The request:
Please filter the material and copy out each line holding the string "pendant", treating case as significant.

Records provided:

+--

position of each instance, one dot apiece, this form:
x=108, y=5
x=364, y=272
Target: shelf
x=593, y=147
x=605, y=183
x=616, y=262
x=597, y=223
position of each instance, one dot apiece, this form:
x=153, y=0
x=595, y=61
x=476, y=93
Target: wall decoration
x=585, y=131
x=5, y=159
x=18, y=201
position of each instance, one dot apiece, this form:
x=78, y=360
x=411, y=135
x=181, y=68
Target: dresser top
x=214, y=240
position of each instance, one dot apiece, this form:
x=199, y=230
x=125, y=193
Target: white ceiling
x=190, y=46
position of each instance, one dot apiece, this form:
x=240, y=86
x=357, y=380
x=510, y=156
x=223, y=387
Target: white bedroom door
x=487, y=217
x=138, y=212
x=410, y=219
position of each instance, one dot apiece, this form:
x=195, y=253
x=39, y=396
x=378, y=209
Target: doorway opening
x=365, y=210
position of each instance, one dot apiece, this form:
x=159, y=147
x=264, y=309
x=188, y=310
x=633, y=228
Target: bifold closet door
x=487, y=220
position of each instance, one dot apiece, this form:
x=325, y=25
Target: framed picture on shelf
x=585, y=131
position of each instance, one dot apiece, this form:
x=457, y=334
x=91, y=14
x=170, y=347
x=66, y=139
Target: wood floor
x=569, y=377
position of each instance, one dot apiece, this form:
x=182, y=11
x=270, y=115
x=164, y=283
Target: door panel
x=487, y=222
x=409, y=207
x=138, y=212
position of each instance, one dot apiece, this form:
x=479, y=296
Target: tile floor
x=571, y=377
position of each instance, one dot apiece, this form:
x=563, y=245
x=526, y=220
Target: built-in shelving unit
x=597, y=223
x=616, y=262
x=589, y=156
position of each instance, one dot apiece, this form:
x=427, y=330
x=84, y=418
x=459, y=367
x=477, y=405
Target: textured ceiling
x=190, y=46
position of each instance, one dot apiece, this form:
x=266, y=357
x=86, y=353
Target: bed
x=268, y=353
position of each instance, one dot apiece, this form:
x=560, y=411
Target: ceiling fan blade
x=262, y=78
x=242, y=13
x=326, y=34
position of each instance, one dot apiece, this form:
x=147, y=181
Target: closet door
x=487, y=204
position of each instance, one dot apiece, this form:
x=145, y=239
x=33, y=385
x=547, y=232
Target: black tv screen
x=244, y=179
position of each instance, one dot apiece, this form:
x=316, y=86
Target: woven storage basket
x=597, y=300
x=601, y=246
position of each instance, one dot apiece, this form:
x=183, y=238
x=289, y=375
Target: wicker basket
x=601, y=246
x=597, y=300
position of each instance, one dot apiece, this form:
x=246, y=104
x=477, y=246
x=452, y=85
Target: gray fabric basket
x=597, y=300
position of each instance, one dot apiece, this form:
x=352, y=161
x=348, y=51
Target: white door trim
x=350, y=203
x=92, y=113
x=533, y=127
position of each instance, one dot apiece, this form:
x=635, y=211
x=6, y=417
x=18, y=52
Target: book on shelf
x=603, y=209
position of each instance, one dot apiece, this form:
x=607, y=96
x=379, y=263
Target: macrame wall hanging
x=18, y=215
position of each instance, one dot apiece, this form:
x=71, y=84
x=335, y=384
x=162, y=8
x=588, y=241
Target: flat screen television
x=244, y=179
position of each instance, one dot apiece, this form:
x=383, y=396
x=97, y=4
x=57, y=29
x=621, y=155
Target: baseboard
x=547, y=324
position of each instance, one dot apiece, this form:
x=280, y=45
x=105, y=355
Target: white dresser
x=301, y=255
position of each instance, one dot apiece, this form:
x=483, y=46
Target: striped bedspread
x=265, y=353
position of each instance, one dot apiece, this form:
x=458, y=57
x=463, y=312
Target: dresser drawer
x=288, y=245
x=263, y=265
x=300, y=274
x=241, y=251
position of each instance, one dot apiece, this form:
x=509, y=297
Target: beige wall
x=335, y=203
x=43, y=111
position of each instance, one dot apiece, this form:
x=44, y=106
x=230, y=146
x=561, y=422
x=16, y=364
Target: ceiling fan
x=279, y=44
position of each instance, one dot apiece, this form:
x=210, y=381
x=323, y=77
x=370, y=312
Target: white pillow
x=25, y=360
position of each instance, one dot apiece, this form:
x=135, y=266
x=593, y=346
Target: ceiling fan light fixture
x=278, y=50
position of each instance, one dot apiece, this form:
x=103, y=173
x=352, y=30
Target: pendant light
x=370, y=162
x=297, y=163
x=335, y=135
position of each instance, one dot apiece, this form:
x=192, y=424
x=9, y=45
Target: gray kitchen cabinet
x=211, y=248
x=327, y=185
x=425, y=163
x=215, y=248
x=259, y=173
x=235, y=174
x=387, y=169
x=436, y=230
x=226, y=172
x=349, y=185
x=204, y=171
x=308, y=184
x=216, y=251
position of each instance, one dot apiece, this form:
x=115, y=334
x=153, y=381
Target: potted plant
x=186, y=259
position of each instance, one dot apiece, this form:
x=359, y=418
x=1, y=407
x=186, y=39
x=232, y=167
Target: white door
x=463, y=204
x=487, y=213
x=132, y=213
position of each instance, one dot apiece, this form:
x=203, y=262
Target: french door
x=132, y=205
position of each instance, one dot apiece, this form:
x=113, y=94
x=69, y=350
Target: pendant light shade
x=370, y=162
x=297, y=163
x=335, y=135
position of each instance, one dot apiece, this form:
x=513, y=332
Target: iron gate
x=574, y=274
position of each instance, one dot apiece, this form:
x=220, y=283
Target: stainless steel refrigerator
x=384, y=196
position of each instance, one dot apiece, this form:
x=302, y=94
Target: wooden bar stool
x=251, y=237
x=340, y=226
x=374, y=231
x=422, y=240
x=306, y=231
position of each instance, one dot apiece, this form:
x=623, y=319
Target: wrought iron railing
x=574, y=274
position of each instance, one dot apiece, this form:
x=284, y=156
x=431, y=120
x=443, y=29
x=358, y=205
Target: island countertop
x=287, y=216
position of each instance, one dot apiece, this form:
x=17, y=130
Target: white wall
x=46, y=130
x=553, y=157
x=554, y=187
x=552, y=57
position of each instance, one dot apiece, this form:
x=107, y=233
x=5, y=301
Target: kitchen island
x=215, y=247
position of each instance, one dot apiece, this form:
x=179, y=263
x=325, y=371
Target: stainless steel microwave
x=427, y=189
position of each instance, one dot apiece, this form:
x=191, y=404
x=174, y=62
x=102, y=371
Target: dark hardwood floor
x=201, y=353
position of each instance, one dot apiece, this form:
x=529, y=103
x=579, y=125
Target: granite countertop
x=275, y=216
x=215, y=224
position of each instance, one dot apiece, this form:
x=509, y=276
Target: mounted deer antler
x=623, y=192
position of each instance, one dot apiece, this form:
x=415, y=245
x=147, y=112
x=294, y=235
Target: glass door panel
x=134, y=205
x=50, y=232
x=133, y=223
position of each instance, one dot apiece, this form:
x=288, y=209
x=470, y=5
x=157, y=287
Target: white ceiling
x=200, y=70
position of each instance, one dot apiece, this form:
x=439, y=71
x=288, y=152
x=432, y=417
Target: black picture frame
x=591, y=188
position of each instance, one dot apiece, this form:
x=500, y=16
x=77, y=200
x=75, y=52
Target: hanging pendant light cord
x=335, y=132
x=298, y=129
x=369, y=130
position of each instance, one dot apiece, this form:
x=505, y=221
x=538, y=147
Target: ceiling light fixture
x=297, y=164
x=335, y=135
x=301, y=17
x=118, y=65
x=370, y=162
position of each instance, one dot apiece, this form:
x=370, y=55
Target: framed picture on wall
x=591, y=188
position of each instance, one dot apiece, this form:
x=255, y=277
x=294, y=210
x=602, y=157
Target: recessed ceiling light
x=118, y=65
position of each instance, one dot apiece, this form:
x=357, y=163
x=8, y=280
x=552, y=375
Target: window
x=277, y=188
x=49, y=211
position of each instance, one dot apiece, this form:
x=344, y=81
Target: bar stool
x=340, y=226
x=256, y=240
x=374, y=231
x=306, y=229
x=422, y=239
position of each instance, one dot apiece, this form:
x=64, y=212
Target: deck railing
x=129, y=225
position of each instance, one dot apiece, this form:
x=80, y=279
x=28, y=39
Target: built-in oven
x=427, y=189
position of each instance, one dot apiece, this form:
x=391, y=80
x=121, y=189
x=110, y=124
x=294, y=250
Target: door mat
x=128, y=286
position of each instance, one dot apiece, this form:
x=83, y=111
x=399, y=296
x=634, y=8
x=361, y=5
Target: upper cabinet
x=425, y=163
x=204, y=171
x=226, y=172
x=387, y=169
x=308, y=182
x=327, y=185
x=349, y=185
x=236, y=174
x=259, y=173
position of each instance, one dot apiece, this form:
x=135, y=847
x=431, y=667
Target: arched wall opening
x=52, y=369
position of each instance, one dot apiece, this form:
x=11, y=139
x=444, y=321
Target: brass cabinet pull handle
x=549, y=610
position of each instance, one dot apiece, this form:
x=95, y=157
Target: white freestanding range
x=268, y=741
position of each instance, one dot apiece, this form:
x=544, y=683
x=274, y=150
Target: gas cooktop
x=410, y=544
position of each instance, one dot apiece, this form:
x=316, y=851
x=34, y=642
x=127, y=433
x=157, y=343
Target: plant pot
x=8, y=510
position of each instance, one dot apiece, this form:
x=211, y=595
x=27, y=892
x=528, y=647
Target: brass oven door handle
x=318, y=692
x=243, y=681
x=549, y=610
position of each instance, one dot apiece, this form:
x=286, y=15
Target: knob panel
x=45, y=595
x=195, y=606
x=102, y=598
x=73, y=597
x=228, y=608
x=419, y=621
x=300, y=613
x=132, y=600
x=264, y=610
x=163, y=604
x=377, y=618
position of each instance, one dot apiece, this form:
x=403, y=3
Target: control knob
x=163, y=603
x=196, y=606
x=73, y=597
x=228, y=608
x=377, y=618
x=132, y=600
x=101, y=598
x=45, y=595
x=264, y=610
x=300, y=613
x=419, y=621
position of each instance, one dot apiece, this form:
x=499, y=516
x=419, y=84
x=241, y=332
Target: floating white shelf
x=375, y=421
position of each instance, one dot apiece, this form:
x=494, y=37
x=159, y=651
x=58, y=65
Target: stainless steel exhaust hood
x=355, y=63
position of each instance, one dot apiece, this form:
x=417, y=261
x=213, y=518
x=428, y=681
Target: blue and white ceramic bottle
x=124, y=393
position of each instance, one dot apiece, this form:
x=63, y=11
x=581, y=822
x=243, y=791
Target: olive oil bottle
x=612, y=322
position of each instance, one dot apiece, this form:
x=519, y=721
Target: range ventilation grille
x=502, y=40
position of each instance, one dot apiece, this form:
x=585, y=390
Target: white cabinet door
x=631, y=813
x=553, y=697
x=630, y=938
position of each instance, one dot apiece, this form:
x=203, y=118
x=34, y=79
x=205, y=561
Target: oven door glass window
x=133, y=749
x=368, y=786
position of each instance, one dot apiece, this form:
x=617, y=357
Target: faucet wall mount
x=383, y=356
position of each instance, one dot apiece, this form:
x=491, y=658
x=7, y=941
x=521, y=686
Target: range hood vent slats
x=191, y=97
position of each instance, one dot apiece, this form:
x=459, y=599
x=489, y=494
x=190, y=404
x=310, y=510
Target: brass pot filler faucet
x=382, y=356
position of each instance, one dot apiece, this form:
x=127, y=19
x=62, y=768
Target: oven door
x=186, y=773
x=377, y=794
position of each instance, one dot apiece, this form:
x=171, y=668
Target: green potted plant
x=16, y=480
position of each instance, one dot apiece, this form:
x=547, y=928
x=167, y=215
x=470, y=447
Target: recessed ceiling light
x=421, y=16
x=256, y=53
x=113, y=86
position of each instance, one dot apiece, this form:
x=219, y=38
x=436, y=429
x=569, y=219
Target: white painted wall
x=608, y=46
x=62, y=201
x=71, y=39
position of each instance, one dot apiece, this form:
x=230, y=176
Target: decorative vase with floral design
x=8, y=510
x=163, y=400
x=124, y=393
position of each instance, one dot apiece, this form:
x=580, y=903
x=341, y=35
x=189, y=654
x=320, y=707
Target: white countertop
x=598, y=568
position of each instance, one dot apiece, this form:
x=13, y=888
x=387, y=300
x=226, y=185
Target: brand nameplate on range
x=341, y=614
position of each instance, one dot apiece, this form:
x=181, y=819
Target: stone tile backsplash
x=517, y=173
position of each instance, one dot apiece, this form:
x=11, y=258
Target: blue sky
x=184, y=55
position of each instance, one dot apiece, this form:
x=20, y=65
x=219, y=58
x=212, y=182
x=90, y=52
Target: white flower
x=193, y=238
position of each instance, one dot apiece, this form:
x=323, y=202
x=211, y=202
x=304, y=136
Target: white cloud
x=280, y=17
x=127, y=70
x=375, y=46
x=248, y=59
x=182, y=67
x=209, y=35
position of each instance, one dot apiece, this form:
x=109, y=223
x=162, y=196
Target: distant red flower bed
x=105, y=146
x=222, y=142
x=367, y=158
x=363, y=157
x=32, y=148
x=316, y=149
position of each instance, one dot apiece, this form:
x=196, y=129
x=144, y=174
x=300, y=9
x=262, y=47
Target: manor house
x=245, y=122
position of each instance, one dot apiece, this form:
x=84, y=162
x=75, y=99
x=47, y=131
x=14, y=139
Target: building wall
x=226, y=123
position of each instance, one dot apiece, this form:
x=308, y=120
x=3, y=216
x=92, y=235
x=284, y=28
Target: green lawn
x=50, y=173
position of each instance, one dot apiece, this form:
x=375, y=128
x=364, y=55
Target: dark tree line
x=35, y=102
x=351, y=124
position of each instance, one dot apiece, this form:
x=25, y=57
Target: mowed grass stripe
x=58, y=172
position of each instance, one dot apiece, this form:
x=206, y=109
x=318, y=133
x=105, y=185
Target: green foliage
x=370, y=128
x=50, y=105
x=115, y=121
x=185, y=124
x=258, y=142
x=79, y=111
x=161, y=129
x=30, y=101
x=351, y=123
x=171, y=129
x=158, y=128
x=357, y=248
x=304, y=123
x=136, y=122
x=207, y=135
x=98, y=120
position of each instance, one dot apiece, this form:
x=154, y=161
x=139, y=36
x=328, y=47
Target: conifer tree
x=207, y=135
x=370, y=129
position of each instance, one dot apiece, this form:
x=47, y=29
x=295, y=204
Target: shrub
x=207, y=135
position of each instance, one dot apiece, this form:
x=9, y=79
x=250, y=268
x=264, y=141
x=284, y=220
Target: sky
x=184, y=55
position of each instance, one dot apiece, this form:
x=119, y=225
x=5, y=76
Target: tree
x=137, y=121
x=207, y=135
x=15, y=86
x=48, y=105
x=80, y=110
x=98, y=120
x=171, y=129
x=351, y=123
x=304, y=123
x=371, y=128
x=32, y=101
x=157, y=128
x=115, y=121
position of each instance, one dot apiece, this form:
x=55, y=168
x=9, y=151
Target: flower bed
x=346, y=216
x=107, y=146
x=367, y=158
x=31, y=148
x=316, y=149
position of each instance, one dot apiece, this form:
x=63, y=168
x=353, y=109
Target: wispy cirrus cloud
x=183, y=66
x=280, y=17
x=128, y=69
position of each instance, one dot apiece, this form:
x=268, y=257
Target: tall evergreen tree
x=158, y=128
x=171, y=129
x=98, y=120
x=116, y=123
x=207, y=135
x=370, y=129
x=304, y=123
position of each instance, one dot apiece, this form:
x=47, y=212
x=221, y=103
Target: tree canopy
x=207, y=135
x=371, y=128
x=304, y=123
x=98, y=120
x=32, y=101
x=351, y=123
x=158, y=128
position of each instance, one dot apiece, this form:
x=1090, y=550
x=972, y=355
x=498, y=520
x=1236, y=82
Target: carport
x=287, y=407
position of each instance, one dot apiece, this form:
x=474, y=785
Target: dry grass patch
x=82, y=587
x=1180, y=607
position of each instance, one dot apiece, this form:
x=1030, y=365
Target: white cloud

+--

Exercise result:
Target: pendant light
Target: pendant light shade
Target: hanging pendant light cord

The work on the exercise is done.